## [Exercise objective]
Only the lines from the one containing "The component shall return one point per instance of the blue" to the end of the records belong in the output; print them exactly.

[Entries from a point annotation set]
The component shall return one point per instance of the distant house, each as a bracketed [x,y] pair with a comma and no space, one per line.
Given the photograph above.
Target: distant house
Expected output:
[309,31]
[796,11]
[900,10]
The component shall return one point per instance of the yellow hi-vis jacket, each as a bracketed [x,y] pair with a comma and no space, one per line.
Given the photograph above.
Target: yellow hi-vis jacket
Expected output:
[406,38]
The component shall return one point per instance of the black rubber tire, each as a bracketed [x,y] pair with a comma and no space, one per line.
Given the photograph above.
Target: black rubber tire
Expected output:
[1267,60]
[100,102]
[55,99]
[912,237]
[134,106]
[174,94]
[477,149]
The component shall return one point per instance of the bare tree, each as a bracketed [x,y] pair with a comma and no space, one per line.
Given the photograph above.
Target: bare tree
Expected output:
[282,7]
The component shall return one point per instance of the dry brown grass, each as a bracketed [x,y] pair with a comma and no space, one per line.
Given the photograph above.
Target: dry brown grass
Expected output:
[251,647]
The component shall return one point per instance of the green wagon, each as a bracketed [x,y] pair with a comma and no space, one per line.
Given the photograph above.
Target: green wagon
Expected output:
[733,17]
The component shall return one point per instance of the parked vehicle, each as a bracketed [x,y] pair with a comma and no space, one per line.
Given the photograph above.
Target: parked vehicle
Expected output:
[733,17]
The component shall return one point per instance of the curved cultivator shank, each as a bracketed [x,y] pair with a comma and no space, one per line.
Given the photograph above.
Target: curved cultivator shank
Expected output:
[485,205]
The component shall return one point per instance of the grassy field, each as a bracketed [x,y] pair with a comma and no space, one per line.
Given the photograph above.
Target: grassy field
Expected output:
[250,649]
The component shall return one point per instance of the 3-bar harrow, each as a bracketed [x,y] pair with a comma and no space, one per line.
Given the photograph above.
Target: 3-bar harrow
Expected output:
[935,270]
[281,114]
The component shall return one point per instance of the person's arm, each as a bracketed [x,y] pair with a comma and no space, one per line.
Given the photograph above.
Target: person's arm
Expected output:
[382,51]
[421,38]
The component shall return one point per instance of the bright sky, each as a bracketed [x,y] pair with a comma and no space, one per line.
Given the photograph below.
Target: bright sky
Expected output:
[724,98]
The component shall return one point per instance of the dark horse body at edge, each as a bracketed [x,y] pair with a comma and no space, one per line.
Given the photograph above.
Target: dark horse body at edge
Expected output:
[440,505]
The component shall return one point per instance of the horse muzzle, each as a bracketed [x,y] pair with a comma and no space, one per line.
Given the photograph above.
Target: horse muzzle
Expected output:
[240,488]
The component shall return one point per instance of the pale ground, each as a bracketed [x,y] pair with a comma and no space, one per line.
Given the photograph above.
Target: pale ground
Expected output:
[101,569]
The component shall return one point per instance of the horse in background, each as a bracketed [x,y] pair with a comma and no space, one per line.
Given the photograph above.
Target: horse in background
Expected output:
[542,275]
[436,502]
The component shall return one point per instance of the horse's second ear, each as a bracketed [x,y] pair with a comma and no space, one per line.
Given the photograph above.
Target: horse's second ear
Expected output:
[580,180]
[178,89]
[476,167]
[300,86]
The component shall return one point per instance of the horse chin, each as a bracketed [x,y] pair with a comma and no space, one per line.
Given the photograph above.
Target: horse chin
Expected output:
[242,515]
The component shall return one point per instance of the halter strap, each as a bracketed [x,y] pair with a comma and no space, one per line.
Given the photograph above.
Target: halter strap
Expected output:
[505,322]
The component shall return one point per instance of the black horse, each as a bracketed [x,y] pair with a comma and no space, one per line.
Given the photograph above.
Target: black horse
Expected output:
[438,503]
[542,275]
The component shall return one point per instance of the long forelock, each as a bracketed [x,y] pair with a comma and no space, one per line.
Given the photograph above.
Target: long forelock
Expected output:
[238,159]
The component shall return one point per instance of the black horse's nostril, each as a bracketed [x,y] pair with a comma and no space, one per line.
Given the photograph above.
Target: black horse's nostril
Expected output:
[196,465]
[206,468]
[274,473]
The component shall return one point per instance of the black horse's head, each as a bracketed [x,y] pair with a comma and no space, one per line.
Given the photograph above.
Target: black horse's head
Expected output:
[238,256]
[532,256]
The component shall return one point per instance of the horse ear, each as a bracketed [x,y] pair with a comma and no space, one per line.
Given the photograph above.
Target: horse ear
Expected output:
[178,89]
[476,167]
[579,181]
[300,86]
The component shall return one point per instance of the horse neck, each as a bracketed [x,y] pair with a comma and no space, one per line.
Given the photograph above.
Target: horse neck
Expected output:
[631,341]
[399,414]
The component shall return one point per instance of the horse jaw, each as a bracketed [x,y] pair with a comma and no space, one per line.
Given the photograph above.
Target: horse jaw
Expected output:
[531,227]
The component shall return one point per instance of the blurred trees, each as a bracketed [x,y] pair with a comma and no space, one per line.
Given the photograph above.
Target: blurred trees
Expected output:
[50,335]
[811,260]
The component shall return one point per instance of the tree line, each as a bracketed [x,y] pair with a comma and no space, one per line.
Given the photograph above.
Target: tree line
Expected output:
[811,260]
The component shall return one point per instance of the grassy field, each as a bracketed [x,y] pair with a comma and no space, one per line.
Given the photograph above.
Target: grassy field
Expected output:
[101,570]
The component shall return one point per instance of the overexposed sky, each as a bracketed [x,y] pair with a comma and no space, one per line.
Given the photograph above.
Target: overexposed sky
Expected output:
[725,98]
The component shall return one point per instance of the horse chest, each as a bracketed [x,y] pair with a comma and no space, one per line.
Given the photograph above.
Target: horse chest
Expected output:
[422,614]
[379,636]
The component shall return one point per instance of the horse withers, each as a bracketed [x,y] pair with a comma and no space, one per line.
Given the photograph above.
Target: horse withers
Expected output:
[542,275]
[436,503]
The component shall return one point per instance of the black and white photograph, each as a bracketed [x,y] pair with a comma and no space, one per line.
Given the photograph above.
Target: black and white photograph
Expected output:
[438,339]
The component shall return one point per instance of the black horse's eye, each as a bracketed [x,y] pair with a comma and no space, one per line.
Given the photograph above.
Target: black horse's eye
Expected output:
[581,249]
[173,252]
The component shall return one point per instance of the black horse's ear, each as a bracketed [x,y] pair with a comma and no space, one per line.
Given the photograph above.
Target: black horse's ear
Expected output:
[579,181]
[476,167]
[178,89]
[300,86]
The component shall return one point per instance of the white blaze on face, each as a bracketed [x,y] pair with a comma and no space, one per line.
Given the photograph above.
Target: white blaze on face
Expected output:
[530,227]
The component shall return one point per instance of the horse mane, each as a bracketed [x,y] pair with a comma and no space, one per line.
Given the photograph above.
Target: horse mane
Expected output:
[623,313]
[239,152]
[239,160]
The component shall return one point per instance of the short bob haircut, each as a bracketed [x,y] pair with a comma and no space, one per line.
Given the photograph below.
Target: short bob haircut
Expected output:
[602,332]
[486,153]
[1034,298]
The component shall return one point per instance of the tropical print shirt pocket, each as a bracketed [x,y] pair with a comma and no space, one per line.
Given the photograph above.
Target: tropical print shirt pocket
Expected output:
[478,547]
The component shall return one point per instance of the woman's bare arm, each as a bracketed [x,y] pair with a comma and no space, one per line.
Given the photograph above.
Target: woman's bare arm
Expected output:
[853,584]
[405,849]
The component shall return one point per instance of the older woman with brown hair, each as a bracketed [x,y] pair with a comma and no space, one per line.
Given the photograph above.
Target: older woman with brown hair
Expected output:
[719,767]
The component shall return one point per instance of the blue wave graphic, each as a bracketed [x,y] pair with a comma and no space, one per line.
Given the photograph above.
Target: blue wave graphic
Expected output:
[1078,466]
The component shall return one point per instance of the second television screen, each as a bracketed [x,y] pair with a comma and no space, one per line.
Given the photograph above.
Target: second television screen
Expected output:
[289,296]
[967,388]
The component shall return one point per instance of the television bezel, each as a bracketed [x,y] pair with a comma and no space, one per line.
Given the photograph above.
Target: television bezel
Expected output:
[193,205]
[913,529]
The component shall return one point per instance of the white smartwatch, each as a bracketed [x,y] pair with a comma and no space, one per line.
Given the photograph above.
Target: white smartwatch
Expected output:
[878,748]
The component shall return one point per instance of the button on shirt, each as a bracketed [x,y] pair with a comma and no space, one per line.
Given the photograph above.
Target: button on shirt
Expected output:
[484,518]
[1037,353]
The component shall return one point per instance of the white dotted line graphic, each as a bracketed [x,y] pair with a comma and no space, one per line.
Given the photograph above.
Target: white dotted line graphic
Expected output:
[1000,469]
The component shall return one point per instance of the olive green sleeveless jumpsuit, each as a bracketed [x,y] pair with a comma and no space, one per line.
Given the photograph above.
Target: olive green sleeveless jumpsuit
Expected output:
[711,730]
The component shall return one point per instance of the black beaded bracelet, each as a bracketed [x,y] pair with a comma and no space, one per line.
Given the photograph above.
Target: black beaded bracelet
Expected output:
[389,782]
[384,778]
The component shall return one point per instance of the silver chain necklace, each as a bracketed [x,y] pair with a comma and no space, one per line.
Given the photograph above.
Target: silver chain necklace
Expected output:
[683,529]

## [Correct output]
The component shall return one point per instance of the blue wave graphic, each as a bracketed [x,y] pair with a comma and no space, one per line.
Given the photograph above.
Target: blue wave graphic
Expected output:
[1078,466]
The component shall return one point per instance of the second television screen, each as a bracketed [x,y] pair with a comma and no space, one per line.
Given the photograph above.
Target: second television screen
Expected output:
[289,296]
[967,388]
The component shall return one point per instance of the television bezel, each as a bracketed [x,y] pair with a comma and no space, one per line.
Given the photograph above.
Target: television bezel
Expected output:
[193,205]
[913,529]
The component shall return one point per instance of the white smartwatch, each as a bracketed [x,y] pair with a comma and no space, one per line.
Given the photograph above.
Target: white smartwatch
Expected output:
[878,748]
The component shall return one point per instance of the button on shirt, each as a bracketed [x,y] pair with a comma and no space, one per line.
Given the photograph above.
Target: button on shirt
Expected output:
[484,518]
[1037,353]
The component shall return one point per instance of the white dotted line graphic, each as a bracketed [x,y] pair with a comma and no space, one per line.
Given the photograph above.
Target: white dotted line graphic
Expected output:
[1000,469]
The component shall return one point per instance of the olive green sleeveless jumpsuit, each as a bracketed [x,y] pair with a comma and no space, one per line.
Given the photograph above.
Target: olive green sleeveless jumpsuit
Expected output:
[711,730]
The component shall return one point per instance of the black beaded bracelet, each as a bracketed [x,y] pair with a comma and no space, one per line.
Given the photograph above.
Target: black beaded bracelet
Expected output:
[389,782]
[384,778]
The component shall return one point per instance of the silver chain necklace, each as a bracketed [x,y] pair with a comma and no space, one per line.
Given the photograph above.
Target: silver chain necklace
Expected output:
[683,529]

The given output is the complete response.